[Exercise goal] Transcribe the lines from the one containing "the red and" to the last line, inclusive, word for word. Include no pictures.

[Raw records]
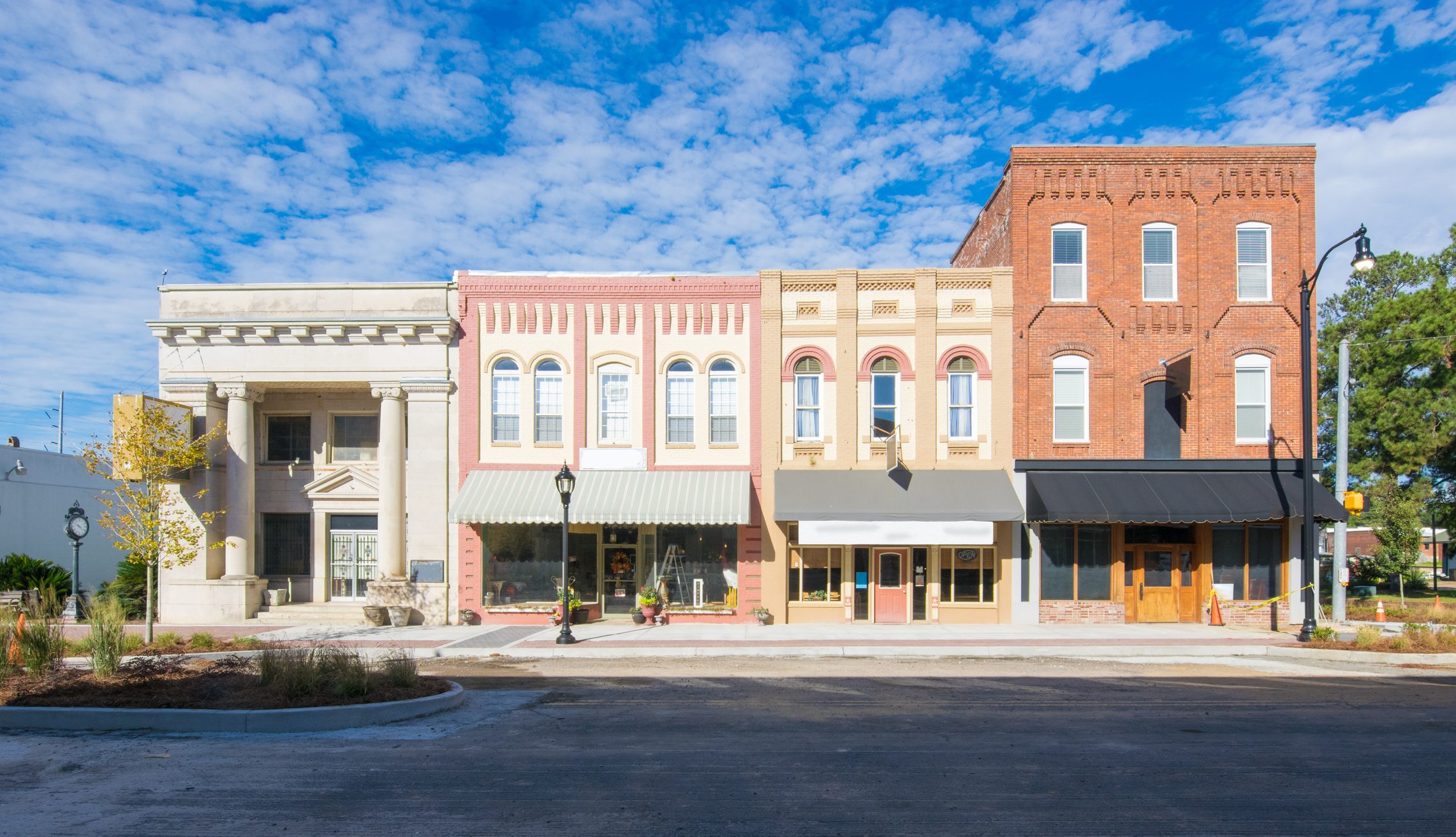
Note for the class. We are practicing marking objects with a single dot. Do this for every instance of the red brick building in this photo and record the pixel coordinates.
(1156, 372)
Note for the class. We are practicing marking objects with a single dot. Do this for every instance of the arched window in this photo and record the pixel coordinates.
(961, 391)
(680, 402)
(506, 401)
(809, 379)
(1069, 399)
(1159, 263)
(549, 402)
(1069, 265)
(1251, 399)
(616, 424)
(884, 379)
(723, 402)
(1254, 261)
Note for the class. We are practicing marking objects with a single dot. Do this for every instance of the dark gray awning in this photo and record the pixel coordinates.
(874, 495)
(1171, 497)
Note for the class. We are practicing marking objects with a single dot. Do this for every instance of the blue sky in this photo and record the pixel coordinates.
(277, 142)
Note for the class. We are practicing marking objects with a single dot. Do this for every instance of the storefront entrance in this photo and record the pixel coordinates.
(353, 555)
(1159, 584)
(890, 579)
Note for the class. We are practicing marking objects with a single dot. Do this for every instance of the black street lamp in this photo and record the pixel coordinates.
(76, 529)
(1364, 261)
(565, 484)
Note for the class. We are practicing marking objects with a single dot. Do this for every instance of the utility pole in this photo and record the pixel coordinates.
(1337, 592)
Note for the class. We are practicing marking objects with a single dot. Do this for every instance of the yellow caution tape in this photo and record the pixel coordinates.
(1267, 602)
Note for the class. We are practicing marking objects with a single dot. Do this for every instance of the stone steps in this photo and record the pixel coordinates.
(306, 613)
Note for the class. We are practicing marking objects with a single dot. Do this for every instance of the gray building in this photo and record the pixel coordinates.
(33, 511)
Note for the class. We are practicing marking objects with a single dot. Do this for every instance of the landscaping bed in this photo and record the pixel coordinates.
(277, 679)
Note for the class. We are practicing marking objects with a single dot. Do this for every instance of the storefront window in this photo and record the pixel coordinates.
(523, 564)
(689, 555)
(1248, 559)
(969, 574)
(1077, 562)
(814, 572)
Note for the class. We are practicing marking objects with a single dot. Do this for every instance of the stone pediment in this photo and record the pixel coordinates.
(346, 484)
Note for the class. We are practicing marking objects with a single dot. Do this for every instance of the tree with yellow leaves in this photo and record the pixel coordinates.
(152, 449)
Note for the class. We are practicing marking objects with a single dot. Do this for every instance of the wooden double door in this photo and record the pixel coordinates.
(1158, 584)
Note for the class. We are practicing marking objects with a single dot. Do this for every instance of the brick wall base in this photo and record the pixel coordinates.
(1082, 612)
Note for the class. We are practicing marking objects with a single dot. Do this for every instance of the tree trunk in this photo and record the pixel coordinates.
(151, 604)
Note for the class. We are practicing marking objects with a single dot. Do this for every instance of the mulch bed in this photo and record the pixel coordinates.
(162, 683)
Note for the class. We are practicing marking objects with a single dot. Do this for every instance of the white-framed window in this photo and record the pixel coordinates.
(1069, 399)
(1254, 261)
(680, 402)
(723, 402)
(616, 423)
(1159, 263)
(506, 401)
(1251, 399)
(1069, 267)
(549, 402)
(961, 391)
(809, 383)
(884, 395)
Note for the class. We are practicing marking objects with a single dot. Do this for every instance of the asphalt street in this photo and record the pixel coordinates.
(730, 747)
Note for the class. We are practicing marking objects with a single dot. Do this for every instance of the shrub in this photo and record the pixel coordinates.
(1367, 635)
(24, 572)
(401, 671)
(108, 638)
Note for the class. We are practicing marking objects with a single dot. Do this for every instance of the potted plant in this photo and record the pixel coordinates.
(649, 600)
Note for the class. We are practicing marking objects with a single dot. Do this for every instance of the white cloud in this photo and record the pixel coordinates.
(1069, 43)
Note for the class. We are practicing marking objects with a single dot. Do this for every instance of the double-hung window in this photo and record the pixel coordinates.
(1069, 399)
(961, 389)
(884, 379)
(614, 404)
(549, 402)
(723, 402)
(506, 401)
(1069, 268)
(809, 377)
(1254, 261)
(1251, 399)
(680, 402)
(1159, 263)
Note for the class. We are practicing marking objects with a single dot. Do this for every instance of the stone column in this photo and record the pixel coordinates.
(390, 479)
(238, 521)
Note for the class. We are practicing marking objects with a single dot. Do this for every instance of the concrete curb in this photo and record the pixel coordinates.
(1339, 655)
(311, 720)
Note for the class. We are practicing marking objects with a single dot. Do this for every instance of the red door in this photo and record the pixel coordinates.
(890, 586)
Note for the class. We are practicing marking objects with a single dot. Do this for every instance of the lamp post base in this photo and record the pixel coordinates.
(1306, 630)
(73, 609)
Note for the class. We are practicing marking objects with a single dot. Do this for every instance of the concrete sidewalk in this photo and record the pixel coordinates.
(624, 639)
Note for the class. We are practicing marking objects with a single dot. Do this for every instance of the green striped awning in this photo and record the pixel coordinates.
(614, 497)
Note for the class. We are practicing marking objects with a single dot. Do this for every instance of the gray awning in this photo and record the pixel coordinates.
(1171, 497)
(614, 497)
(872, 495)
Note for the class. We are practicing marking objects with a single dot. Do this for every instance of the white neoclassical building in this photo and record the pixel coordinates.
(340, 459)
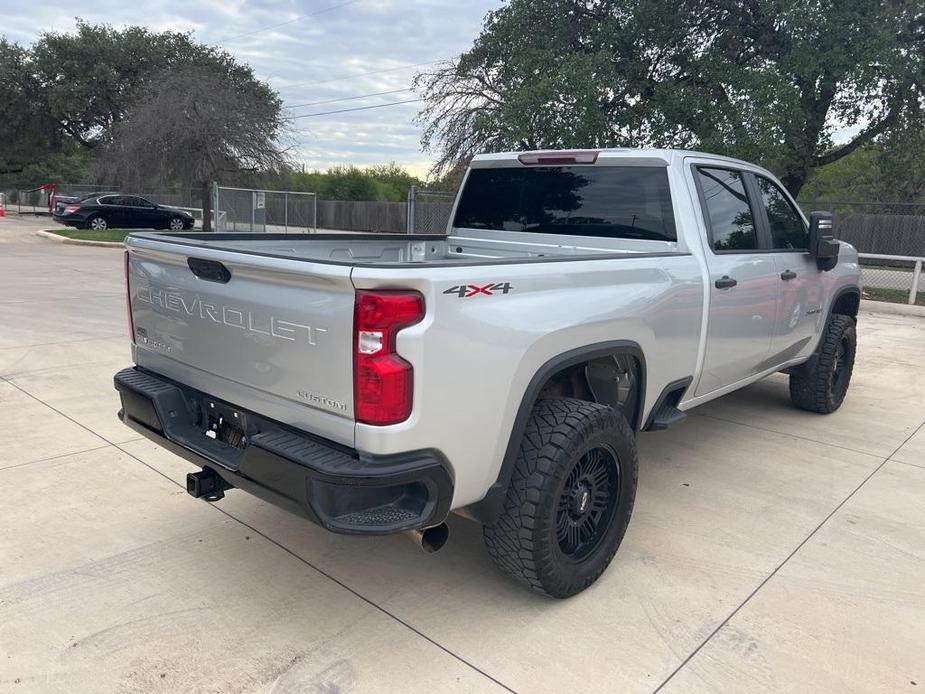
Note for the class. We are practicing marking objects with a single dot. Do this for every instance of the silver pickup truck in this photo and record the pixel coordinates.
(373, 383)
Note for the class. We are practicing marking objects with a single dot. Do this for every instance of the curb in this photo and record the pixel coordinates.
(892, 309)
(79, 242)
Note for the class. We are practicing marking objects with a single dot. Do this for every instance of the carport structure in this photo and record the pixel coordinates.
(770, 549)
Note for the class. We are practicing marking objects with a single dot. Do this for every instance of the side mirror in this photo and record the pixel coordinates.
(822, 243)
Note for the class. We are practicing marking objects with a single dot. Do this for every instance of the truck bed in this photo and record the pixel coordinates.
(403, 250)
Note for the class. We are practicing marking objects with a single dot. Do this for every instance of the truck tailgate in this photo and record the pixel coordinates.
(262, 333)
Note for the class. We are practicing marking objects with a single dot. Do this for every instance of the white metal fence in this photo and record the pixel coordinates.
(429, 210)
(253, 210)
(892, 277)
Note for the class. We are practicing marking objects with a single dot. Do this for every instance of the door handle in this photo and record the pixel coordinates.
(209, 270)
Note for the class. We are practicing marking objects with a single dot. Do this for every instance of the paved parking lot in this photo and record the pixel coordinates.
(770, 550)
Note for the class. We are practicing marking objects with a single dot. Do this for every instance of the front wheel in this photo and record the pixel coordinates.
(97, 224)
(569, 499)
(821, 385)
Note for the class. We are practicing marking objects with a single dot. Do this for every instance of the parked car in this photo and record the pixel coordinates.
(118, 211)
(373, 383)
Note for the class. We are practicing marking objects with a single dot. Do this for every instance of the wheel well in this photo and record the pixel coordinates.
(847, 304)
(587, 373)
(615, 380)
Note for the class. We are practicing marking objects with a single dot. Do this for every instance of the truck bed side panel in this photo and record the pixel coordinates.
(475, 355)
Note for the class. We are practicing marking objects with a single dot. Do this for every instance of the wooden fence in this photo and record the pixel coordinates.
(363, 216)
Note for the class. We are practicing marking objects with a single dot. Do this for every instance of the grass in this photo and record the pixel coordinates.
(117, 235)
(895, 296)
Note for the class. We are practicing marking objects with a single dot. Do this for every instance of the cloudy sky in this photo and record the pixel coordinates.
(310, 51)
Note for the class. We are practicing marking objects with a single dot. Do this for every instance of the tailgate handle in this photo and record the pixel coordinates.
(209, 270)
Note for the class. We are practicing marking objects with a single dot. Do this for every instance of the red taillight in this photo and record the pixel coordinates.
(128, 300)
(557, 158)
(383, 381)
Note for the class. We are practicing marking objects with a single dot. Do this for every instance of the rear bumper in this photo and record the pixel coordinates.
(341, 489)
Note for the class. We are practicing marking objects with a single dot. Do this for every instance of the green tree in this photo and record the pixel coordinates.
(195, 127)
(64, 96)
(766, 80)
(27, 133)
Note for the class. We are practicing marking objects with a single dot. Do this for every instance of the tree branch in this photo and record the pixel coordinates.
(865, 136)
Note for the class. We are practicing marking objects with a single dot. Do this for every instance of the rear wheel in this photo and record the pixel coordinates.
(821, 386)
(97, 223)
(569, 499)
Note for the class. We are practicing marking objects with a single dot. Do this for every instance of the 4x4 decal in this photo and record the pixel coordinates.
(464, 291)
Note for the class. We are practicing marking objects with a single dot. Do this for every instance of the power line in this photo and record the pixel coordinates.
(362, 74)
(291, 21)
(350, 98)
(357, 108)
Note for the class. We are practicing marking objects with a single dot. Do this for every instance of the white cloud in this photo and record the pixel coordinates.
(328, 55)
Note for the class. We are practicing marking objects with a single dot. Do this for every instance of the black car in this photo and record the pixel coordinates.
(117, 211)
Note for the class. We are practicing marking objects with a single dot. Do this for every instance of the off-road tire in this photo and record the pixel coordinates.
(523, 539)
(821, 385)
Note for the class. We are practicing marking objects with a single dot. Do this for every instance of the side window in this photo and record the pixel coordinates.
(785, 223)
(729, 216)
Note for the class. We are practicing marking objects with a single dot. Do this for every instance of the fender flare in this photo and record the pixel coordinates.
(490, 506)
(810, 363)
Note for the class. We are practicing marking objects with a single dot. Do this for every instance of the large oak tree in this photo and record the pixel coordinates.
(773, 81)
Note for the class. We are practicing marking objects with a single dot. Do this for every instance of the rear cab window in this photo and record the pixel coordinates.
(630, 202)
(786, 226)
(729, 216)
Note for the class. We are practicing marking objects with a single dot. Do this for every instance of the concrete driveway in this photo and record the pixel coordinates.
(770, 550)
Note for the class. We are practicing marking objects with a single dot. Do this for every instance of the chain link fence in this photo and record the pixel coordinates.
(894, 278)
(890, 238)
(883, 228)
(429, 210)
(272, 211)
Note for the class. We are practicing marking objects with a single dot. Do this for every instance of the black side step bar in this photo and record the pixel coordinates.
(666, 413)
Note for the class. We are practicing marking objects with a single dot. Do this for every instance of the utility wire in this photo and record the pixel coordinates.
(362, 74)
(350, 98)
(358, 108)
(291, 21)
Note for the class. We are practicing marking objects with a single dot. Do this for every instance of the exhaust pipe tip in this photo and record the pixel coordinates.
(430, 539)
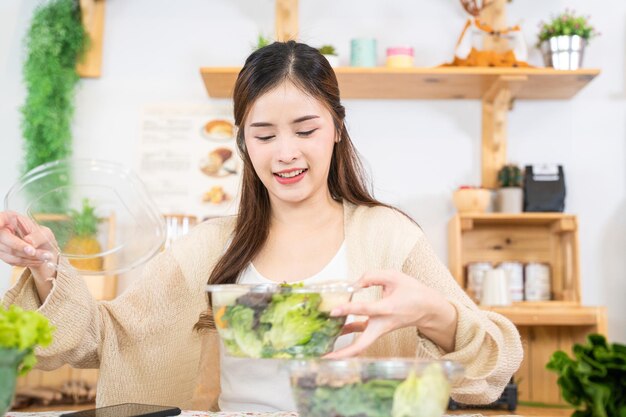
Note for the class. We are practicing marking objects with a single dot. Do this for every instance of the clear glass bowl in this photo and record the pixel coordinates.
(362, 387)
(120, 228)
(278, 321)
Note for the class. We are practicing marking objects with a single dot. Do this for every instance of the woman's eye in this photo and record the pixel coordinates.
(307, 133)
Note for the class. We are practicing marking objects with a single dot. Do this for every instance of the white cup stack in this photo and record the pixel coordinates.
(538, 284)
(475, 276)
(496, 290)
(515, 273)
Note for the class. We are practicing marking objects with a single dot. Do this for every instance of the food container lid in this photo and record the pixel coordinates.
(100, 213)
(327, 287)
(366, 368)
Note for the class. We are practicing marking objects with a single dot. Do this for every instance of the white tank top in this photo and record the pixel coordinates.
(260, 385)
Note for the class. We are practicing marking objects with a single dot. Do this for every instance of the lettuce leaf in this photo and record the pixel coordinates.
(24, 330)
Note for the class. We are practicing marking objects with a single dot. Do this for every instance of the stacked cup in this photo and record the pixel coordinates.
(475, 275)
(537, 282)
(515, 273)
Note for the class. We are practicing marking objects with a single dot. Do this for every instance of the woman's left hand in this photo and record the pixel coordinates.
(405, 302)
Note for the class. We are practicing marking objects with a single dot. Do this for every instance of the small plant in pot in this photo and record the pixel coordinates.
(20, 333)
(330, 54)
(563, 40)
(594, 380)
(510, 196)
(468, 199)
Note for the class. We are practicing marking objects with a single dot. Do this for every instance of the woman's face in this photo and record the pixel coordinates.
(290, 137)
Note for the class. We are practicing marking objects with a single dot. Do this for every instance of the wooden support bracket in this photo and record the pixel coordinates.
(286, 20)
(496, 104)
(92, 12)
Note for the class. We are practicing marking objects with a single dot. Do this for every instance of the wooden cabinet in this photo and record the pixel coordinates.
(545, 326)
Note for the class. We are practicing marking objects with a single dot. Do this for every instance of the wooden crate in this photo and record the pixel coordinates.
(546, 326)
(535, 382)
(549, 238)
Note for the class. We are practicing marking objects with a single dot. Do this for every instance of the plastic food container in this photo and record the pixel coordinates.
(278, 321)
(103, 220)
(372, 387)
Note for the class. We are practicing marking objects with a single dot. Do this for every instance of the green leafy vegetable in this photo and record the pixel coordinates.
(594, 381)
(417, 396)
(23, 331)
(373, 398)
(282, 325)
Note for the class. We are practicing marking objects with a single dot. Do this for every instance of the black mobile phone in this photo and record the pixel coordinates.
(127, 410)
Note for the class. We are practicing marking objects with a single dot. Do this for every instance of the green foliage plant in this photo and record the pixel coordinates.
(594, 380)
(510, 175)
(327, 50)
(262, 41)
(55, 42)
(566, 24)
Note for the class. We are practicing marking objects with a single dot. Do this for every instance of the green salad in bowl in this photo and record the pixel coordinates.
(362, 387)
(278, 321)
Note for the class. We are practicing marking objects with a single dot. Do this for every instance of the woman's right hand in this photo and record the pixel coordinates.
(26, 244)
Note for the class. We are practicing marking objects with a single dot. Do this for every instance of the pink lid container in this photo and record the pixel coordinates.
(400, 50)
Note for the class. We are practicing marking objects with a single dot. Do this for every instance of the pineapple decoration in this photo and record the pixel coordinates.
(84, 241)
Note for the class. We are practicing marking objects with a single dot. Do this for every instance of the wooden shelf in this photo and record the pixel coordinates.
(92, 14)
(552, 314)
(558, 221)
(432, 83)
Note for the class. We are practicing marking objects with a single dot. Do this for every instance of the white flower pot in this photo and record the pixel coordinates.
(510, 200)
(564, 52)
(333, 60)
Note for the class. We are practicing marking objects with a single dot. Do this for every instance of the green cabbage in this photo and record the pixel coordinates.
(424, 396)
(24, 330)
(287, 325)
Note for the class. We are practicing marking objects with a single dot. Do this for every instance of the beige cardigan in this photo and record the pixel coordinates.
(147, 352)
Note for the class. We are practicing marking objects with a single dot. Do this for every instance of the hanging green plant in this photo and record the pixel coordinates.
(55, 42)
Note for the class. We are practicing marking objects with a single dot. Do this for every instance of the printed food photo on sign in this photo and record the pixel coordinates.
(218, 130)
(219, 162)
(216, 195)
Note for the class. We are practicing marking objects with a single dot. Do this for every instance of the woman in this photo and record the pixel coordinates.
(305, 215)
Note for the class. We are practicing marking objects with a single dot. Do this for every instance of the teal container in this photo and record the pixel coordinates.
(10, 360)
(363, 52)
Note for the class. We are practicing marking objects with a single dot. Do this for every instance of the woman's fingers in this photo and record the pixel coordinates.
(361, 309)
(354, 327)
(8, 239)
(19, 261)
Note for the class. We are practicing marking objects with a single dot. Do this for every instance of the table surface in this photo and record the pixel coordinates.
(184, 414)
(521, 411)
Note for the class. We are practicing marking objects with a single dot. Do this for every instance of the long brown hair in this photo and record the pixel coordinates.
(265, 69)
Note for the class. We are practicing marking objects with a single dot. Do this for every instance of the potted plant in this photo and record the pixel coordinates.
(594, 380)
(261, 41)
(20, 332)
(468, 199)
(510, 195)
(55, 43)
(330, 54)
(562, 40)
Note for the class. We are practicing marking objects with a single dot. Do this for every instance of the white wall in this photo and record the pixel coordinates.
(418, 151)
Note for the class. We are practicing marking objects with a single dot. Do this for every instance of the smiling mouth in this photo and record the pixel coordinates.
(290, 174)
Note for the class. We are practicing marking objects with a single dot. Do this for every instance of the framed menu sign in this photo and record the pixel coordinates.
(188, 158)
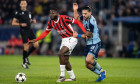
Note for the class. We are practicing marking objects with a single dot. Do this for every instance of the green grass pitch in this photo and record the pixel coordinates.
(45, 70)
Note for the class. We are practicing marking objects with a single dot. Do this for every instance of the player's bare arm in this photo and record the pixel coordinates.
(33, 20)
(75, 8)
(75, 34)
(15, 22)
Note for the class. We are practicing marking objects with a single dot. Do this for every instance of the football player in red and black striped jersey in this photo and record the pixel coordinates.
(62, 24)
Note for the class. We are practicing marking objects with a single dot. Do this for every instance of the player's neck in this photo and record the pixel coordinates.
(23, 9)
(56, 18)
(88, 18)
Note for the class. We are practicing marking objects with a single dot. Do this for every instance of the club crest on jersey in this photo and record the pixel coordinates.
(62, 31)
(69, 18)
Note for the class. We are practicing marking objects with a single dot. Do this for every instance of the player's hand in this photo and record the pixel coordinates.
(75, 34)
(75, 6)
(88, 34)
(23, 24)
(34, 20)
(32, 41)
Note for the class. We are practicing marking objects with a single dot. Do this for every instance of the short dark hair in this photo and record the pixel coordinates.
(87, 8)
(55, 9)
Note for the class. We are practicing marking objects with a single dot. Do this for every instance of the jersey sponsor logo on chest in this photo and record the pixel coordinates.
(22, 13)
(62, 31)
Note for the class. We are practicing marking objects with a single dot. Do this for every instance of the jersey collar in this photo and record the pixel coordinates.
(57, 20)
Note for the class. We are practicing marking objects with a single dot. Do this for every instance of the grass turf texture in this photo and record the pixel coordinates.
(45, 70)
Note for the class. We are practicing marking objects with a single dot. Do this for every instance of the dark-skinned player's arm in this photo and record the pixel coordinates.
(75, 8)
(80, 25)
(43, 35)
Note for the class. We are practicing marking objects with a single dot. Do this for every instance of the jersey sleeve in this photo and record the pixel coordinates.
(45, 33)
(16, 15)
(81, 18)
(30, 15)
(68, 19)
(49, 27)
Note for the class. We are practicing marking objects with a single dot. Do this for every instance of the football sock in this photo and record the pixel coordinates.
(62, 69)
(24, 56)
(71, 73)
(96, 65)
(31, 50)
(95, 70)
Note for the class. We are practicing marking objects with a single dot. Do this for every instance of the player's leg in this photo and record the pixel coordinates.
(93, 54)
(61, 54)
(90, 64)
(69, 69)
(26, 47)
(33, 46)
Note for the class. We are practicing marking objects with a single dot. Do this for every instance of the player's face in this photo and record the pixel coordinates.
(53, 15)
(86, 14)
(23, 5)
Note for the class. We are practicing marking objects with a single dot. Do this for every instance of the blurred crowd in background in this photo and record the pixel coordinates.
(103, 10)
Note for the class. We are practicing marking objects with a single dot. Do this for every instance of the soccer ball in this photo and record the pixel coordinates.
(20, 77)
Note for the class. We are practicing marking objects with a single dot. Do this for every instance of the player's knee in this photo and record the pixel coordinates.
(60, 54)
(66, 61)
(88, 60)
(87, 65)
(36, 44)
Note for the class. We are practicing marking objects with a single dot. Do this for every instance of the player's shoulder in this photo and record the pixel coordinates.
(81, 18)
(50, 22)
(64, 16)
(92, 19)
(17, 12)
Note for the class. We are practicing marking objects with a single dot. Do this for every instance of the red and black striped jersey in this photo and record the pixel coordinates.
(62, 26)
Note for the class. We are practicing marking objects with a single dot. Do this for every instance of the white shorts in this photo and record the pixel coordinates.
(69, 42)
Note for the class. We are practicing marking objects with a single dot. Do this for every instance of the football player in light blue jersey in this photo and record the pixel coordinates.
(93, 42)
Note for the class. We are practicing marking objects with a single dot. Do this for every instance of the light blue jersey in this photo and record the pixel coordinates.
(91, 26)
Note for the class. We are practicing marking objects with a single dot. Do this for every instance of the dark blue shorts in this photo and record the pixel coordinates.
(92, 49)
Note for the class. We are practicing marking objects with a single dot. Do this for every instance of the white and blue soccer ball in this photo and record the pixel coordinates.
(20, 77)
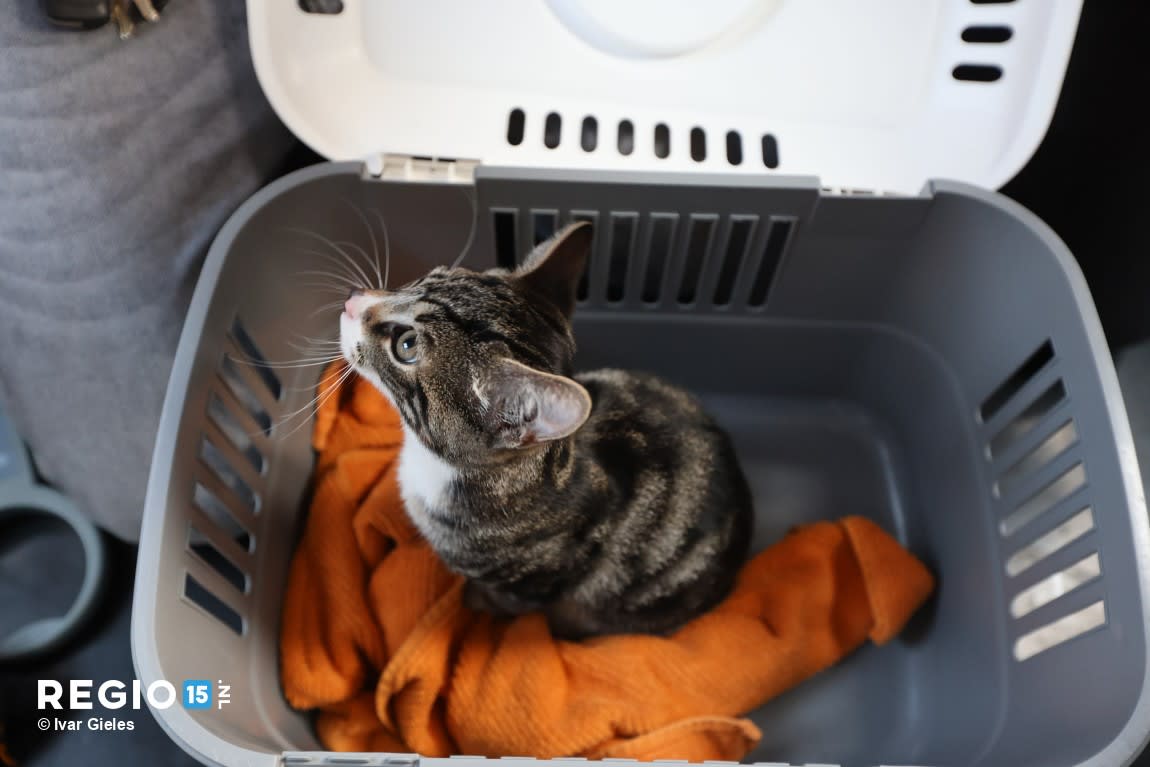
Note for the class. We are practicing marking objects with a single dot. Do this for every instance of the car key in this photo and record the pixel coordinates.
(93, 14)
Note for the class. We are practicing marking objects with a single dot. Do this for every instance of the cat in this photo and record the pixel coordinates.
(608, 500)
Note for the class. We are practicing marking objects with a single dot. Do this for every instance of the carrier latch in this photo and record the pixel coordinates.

[Final answer]
Note for the class. We are practicing marking objects with a single dot. Do this for every instance of the red and black striped jersey in this photo and record the pixel coordinates.
(62, 26)
Note for the class. We are practicing marking objects with a single dot. Do this for every instance of the white shorts in this photo and record the pixel coordinates.
(69, 42)
Note for the class. We are practicing marking objects with a single dot. Do this for every instance of the football player in light blue jersey in this photo and record the pixel coordinates.
(93, 42)
Note for the class. We are practicing marking objects with a single dot. Do this for every instance of the light blue jersey in this photo and record the pixel coordinates.
(91, 26)
Note for the class. We are practicing marking objects with a single dot. Do this for every instance of the dark blue shorts in this photo and record the pixel coordinates.
(92, 49)
Note for the class. We are practicing marking objects with a single dot. Do this for every instance of the white and blue soccer ball in this photo and record the pixel coordinates.
(20, 77)
Note for the class. We are practicing marking objects with a single dot. Do this for every instance of the car key in this photo and record the pixel coordinates.
(93, 14)
Note for the class. We are practicing marking objects with a single dot. Do this for every instance of the cat in this photo and record the pixel coordinates.
(608, 500)
Note for the class. We are practicing marking objects with a single dot. Do this for every instance of the carrier latch in this photo and record the pixel coordinates.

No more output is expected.